Problem:
For each record, copy the text exactly and omit any picture it holds.

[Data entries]
★ ★ ★ ★ ★

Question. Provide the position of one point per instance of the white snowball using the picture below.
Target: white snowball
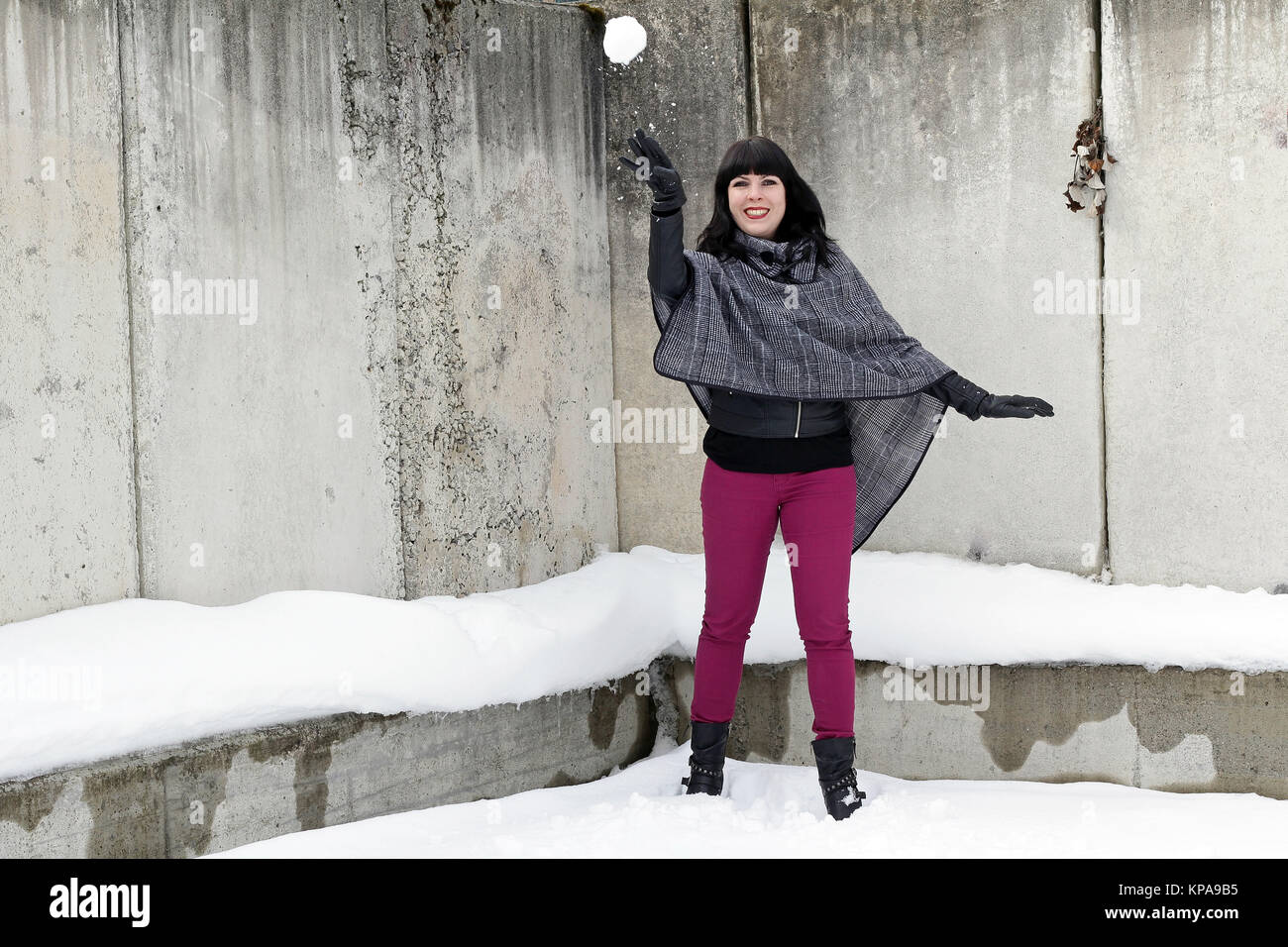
(623, 39)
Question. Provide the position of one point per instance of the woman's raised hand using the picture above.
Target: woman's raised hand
(653, 166)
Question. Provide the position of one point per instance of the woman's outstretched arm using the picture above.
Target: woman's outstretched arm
(668, 268)
(964, 395)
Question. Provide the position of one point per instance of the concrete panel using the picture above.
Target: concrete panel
(936, 137)
(65, 437)
(687, 89)
(231, 789)
(258, 153)
(503, 331)
(1194, 381)
(1211, 731)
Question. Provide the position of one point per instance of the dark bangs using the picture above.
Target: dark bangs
(802, 218)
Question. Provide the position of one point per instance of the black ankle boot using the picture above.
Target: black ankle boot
(706, 762)
(836, 776)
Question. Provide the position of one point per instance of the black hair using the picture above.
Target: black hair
(802, 218)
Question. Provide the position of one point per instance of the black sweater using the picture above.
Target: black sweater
(669, 274)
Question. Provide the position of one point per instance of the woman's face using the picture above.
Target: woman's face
(758, 202)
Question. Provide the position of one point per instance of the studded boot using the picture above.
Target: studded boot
(836, 776)
(706, 762)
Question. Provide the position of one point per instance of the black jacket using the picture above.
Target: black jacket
(743, 412)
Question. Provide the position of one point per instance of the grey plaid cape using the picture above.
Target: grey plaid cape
(784, 326)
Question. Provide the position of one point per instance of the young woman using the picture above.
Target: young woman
(819, 411)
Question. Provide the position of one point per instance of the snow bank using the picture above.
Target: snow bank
(89, 684)
(772, 810)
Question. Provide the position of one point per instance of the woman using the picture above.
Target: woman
(819, 411)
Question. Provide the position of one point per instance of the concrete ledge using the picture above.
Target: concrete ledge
(240, 788)
(1210, 731)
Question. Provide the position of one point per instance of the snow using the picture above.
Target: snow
(145, 674)
(623, 39)
(777, 810)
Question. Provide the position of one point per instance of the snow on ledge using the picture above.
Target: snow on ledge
(140, 674)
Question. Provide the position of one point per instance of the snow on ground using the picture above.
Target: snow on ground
(88, 684)
(777, 810)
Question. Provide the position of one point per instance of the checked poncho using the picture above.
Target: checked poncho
(784, 326)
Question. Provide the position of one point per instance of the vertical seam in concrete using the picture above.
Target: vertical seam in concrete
(752, 116)
(393, 141)
(127, 237)
(1098, 85)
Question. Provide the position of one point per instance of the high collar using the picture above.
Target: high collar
(776, 257)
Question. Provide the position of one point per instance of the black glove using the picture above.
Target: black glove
(655, 167)
(974, 402)
(1014, 406)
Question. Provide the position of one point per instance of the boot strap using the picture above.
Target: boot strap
(850, 780)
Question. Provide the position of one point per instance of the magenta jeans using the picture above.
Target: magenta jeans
(739, 517)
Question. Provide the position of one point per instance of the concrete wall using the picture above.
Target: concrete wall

★ ★ ★ ★ ★

Expected output:
Question. Provide the position of one point per instance of the white snowball using the picture below.
Target: white snowball
(623, 39)
Question. Provide the position of one point per instance of the woman's raised hand using the picture above.
Target: woman's raised hand
(653, 166)
Question. Provide the position of one point per instance of the woman's outstretched arm using the picture above.
Target: woman's outstretched arm
(668, 268)
(964, 395)
Question. Provide the position of one point per instance of the concrete panel using the picture above.
Target: concrete panel
(936, 137)
(65, 437)
(687, 89)
(231, 789)
(258, 153)
(503, 331)
(1194, 381)
(1211, 731)
Question. Provide the position of one point per instance of the dark bangs using the picture above.
Target: dark bangs
(802, 218)
Question. Provide the position of one point per instance of the black ankle boot using the picture above.
Target: black ankle boot
(706, 762)
(836, 776)
Question. Provide the position of one point per instance of the black hair using the picture above.
Target: black hair
(802, 218)
Question. Provide the position of one point per instance of the black sweater using the picture above.
Target: black sweater
(669, 274)
Question. Provide the position of one point per instance of the woman's face using the picture above.
Target: woman's face
(758, 202)
Question. Provide the position of one point per instance of the studded boot using the picture above.
Target: studded boot
(836, 776)
(706, 762)
Question. Provide the position of one point per instance of the black jacket using the picture above.
Target: black jacket
(743, 412)
Question. Provide the position of one point per instance of the grey plaid cape using the picture above.
Target: grey plaid cape
(784, 326)
Question. Provide the position of one point per instance of the young woman using the picture above.
Target: young woman
(819, 411)
Question. Provide the position of one point per instance of the snow bank using the picture above.
Target: snow bank
(89, 684)
(772, 810)
Question. Provide the position of one point per instance of the woman using the picture above.
Target: woman
(819, 411)
Question. Provide the position of one point per instance of the concrete ledge using the picture above.
Target: concrete ledge
(240, 788)
(1210, 731)
Question. Provide the position of one point per instance of the snow using the picture above.
Target: snow
(145, 674)
(623, 39)
(777, 810)
Question. Provide the position of one point per instance of the snow on ledge using the picture above.
Target: snow on ledge
(140, 674)
Question. Provide the position of one point per instance of the snow on ground using the picture above.
Target: snow on ground
(88, 684)
(777, 810)
Question. Provide the position of one point per instance of the checked poncho using the picture above.
Target: checked poncho
(784, 326)
Question. Provide the position of one point per instance of the vertical seam in concrete using the picture above.
Target: vertical seam in concrete
(752, 116)
(393, 141)
(127, 237)
(1098, 85)
Question. Provide the position of one point per instance of the high collar using the picture above.
Target: high collar
(776, 257)
Question. Provide the position of one point per instance of the black glove using the picture above.
Target: black glove
(655, 167)
(974, 402)
(1014, 406)
Question. Provide the position of one point per instance of the boot strap using the picture above.
Target: boot strap
(850, 780)
Question. Provide the position of one point per instance of the magenta jeans using the picture above.
Target: magenta jeans
(739, 517)
Question. Provide the position of one point per instance of the concrete wall using the picture above.
Target: concrete wall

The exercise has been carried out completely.